Information given.
--- begin ---
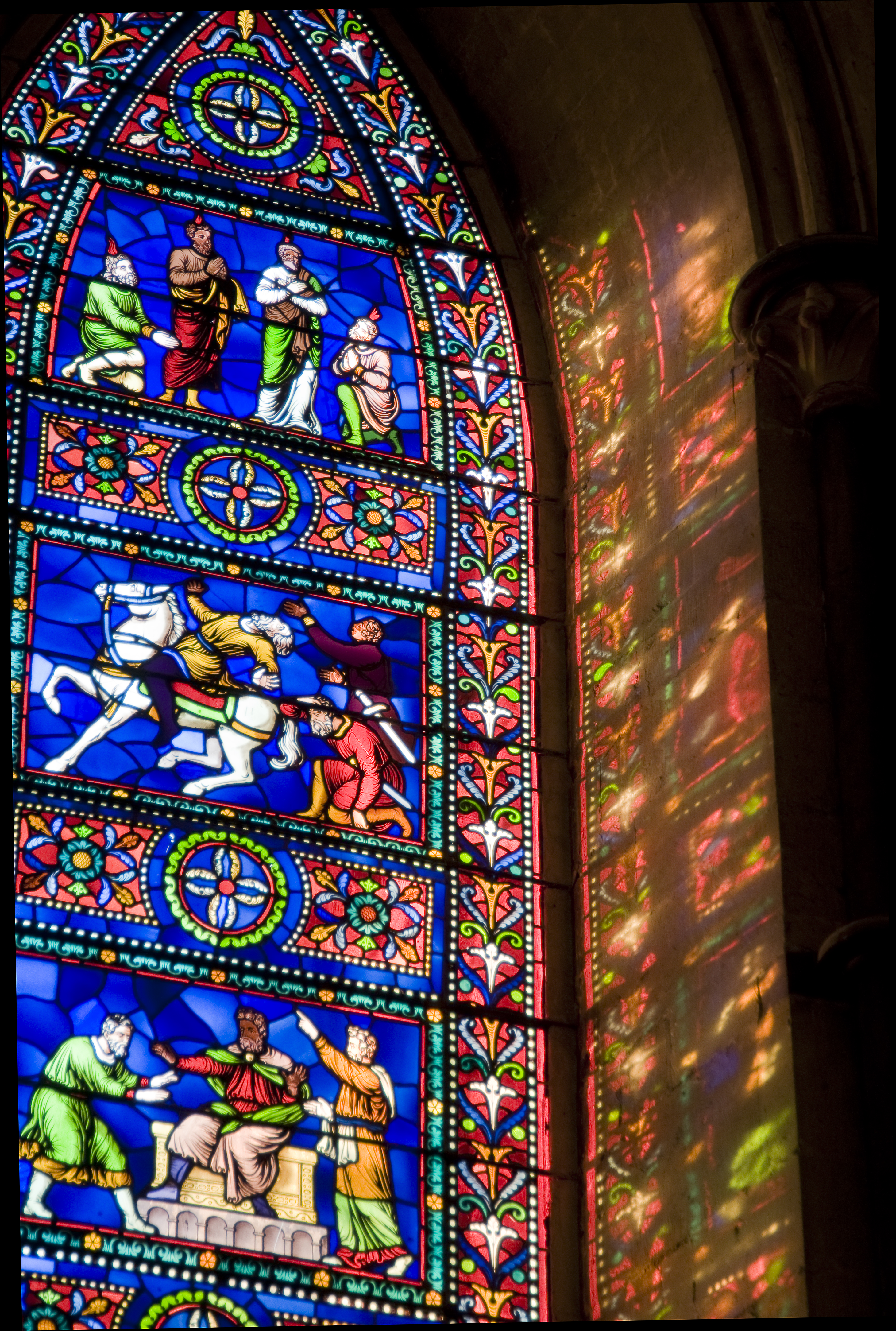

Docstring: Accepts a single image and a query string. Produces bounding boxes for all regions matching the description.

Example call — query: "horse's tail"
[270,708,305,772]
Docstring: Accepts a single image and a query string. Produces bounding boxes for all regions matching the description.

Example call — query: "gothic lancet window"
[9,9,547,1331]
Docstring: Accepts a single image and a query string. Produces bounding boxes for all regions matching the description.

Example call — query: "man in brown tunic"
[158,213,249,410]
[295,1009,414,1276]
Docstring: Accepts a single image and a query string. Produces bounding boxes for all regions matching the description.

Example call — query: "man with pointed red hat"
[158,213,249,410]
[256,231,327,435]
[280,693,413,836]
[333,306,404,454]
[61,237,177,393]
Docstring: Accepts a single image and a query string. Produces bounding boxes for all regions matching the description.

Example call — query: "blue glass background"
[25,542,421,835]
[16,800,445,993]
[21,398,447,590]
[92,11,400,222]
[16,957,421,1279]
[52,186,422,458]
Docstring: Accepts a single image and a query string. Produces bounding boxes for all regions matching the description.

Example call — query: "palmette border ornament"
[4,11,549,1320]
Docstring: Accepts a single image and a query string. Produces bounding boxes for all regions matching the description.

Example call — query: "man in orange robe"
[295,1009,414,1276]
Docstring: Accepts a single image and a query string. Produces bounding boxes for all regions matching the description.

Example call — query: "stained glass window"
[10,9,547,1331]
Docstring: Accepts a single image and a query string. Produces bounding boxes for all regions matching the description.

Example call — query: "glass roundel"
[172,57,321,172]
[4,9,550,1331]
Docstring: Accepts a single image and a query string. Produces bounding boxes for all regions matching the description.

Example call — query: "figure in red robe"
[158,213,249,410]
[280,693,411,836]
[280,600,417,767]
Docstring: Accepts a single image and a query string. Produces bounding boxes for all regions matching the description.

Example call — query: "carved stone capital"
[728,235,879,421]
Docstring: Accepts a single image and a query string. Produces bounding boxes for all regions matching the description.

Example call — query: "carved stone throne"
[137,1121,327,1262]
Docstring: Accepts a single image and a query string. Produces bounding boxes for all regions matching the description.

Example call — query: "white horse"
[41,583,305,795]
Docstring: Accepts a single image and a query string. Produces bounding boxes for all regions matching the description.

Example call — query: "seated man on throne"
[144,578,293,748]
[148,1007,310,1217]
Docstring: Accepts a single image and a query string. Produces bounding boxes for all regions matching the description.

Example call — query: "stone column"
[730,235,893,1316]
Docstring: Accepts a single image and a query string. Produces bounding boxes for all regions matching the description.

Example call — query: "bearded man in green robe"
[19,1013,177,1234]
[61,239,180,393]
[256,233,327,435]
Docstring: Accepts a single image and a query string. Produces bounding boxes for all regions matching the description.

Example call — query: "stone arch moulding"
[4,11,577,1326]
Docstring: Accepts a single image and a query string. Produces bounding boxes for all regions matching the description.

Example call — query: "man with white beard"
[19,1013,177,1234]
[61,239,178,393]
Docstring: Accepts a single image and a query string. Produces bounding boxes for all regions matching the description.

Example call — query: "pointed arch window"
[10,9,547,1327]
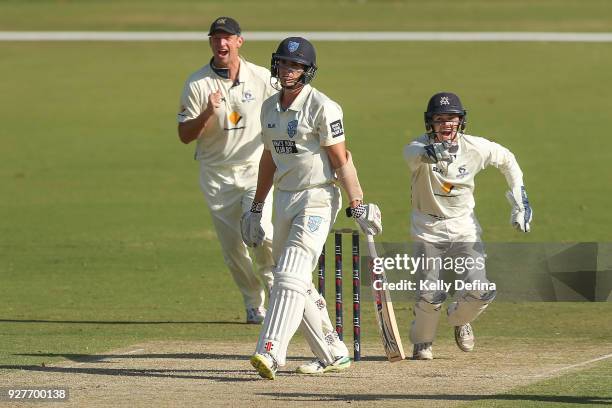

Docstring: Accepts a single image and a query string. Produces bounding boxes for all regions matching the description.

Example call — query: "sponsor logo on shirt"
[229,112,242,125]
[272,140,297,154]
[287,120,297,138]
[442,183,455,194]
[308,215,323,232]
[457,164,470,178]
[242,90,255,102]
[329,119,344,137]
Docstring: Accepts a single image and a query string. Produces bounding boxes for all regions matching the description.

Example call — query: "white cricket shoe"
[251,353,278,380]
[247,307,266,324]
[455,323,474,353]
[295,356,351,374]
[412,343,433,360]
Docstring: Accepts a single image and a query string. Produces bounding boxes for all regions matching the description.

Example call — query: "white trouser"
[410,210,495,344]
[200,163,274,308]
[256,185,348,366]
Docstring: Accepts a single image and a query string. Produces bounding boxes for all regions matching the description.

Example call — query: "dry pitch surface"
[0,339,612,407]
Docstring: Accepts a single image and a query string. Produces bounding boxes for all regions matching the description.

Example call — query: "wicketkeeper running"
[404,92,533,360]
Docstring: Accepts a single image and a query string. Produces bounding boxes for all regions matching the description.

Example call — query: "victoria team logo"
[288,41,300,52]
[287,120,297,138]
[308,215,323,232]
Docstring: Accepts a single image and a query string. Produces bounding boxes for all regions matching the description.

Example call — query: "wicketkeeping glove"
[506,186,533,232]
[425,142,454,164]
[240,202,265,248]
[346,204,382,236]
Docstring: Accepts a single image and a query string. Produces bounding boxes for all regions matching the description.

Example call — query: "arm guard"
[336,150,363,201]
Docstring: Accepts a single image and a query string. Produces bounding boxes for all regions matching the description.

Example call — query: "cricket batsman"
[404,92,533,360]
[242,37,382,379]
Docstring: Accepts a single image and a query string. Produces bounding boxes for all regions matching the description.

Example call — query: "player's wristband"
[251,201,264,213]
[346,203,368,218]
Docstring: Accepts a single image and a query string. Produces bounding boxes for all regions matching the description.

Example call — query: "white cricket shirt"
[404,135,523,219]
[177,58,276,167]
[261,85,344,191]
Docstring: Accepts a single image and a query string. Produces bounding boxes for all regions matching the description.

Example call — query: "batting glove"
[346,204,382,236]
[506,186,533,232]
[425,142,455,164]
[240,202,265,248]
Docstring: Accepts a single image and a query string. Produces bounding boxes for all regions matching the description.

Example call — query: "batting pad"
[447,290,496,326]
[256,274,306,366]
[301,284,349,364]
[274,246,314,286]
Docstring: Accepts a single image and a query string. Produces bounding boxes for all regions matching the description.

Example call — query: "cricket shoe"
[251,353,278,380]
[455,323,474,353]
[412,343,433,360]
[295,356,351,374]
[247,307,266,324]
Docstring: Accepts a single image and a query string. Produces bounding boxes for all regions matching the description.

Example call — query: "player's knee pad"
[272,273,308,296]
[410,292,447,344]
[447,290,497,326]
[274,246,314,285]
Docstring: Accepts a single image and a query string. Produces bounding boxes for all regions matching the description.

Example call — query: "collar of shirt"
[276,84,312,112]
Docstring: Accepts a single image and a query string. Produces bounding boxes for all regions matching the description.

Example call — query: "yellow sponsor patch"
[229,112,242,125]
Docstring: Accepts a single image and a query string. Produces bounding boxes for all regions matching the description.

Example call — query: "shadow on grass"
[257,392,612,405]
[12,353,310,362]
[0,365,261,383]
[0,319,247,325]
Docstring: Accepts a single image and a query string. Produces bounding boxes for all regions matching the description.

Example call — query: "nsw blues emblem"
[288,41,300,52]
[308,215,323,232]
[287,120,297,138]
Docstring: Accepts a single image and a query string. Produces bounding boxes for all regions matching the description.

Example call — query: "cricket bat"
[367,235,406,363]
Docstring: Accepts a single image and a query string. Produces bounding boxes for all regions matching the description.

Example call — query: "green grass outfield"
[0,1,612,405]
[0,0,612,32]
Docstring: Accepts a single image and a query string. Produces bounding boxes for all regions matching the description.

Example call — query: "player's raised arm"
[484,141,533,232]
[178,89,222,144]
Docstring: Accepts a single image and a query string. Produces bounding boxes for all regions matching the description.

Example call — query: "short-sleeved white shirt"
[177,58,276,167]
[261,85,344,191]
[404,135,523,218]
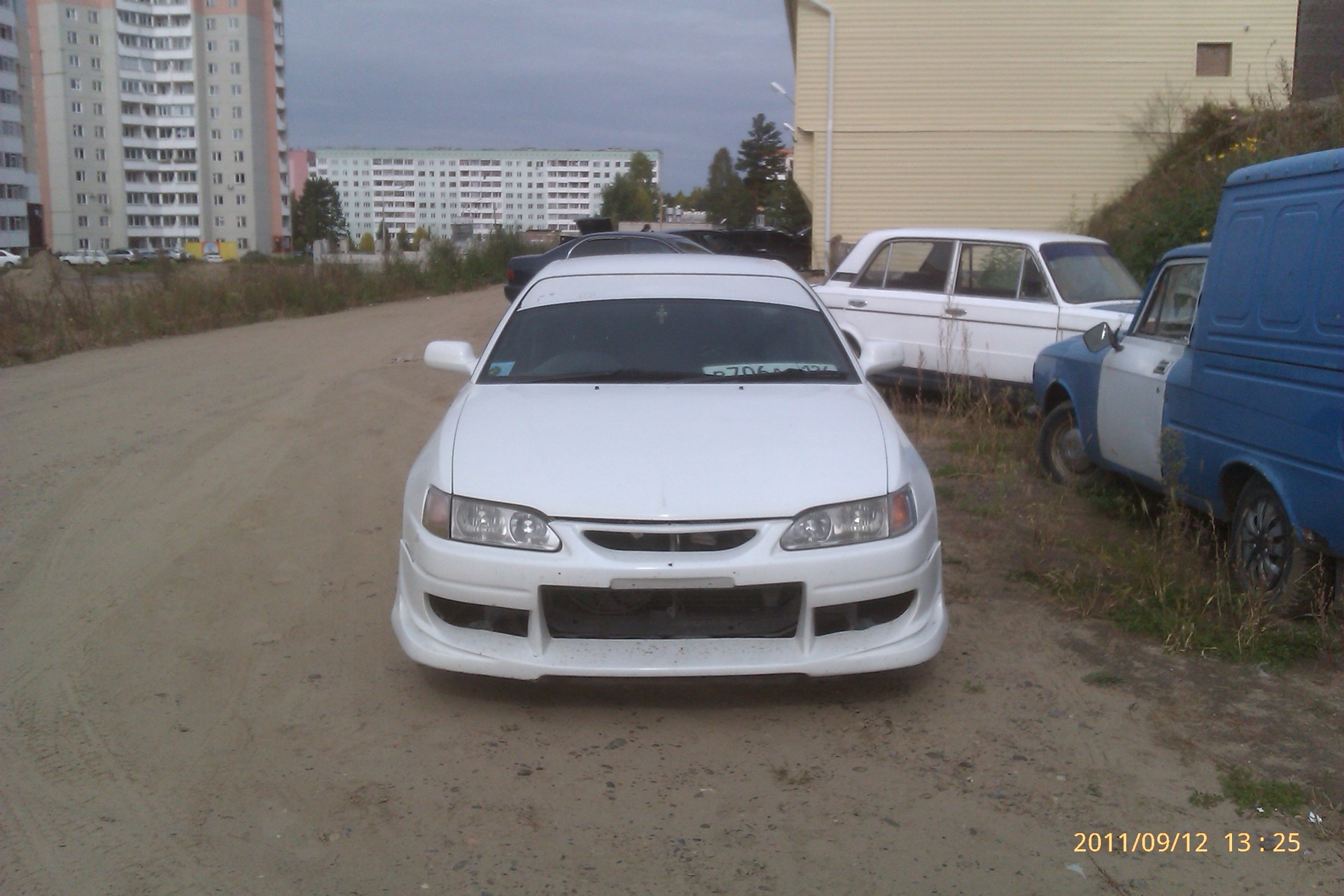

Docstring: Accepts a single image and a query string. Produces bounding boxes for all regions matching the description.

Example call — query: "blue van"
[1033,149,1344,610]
--- end ---
Problem statement.
Count the lines above that contain the string "arch", treating uppercase and lowercase as different, and reply with only the number.

Result for this exercise.
2